INSTRUCTIONS FOR THE TASK
All of the records shown below need to be copied with no differences.
◇ ◇ ◇ ◇ ◇ ◇ ◇
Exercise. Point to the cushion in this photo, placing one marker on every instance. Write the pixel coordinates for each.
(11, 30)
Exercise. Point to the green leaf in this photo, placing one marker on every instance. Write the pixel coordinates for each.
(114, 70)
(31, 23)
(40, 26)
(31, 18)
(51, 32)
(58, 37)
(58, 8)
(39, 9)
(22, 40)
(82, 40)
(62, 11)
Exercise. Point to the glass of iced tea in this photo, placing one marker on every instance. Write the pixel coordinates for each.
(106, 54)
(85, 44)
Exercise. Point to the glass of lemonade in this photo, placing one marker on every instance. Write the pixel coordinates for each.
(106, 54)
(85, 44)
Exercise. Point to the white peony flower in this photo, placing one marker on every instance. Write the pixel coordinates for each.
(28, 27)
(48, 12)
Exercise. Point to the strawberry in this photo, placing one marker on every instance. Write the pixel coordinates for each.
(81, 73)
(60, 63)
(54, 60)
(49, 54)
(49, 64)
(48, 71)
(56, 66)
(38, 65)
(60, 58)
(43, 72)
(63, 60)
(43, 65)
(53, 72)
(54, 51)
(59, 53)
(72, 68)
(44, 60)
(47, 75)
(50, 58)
◇ ◇ ◇ ◇ ◇ ◇ ◇
EXERCISE OUTPUT
Exercise. Point to the cushion in this photo, placing one marker on every instance. Write the pixel coordinates for each.
(11, 30)
Exercise. Point to the green leaf in this photo, placing one marker on every instance. Write the pixel coordinates for each.
(114, 70)
(31, 23)
(40, 26)
(31, 18)
(51, 32)
(58, 37)
(58, 8)
(39, 9)
(22, 40)
(82, 40)
(62, 11)
Exercise. Point to the glass of iced tea in this photo, placing one marker on every instance. Write the pixel coordinates for each.
(106, 54)
(85, 44)
Exercise. Point to the glass of lemonade in this photo, placing one marker on every instance. Write the pixel coordinates for each.
(106, 54)
(85, 44)
Exercise. Point to the white peony flower in this photo, placing one marker on every instance. Write the pixel coordinates for each.
(28, 27)
(48, 12)
Exercise. Point to the strawberry in this photo, placing one marker on every instance. Write the pixel coordinates for each.
(81, 73)
(60, 63)
(54, 60)
(49, 54)
(49, 64)
(48, 71)
(56, 66)
(38, 65)
(60, 58)
(43, 72)
(63, 60)
(43, 65)
(53, 72)
(54, 51)
(59, 53)
(72, 68)
(44, 60)
(47, 75)
(50, 58)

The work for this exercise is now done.